_Saved entries_.
--- START ---

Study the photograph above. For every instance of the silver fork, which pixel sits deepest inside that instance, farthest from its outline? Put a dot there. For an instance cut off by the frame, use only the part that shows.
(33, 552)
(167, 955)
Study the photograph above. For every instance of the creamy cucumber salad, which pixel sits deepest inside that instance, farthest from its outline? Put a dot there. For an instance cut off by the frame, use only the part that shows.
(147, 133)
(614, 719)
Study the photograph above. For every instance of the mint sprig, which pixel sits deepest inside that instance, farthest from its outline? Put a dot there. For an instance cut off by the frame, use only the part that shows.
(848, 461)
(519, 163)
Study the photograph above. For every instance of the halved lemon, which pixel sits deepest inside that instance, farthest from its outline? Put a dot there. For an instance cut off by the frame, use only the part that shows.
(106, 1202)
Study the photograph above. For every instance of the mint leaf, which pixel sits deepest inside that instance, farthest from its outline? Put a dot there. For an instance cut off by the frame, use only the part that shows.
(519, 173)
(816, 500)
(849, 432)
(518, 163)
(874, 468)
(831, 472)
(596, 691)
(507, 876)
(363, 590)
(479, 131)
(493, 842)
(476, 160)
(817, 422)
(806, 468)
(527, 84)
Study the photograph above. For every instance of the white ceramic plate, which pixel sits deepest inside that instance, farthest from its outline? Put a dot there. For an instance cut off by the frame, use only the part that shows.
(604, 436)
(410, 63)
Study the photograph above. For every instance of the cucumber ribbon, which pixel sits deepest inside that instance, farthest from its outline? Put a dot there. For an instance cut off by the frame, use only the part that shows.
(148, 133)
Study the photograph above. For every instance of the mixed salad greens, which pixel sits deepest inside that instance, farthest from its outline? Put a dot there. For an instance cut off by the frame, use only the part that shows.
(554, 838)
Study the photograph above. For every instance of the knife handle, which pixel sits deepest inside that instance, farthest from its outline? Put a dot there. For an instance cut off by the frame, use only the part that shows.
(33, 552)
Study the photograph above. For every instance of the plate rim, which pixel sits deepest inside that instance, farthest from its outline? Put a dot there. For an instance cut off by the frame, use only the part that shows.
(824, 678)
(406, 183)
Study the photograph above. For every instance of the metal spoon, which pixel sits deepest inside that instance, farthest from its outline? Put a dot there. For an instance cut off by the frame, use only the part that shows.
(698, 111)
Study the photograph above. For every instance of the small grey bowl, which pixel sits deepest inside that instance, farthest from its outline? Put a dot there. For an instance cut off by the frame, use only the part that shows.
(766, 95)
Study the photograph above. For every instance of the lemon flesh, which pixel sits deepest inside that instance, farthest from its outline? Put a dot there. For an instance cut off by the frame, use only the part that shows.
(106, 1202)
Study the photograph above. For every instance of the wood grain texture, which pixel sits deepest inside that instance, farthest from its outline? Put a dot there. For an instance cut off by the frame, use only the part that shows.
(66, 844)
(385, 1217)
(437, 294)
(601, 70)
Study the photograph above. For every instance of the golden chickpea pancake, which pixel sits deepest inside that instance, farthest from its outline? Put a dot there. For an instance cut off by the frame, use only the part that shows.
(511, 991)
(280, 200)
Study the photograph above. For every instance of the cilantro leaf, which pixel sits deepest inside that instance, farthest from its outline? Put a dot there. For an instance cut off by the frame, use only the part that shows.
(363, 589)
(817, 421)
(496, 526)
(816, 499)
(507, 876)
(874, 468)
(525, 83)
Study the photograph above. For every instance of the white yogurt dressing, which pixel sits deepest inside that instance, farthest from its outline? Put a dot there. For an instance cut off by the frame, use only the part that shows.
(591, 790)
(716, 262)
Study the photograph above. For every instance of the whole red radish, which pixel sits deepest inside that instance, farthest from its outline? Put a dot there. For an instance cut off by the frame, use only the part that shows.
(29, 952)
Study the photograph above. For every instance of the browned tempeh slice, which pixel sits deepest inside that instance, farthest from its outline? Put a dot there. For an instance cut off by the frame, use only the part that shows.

--- END ---

_WHAT IS BEING ASKED_. Give back, word for word, only the lines from the one containing "Study the photograph above. For every instance of the cilantro" through the closing line of the entries.

_OUTPUT OF THE TASK_.
Study the photograph above. For every instance of the cilantro leaf, which pixel sits deepest inside that instance, farthest from its outline? Put a dot there. For an instance cut off by the frame, use only the part that shows.
(363, 589)
(817, 421)
(496, 526)
(816, 499)
(507, 876)
(874, 468)
(525, 83)
Study the photograph above. For every instance of the white yogurt dressing, which pixel sits deepest inside that instance, farthest from its outline? Put a dot there. For an instance cut off by the frame, use only the part that shows.
(591, 790)
(716, 262)
Study the photograph above. For every instance of the whole red radish, which pixel sits deepest inside that instance, farthest from its outline? Put a dot there. For an instance cut off by the frame, use only the part that shows.
(29, 952)
Study the photograph above. For every instance of the browned tempeh slice, which pixel sits deepest inside that instance, farthest from its outline? Put a dot there. For an instance cut off by the frame, use only the part that shows.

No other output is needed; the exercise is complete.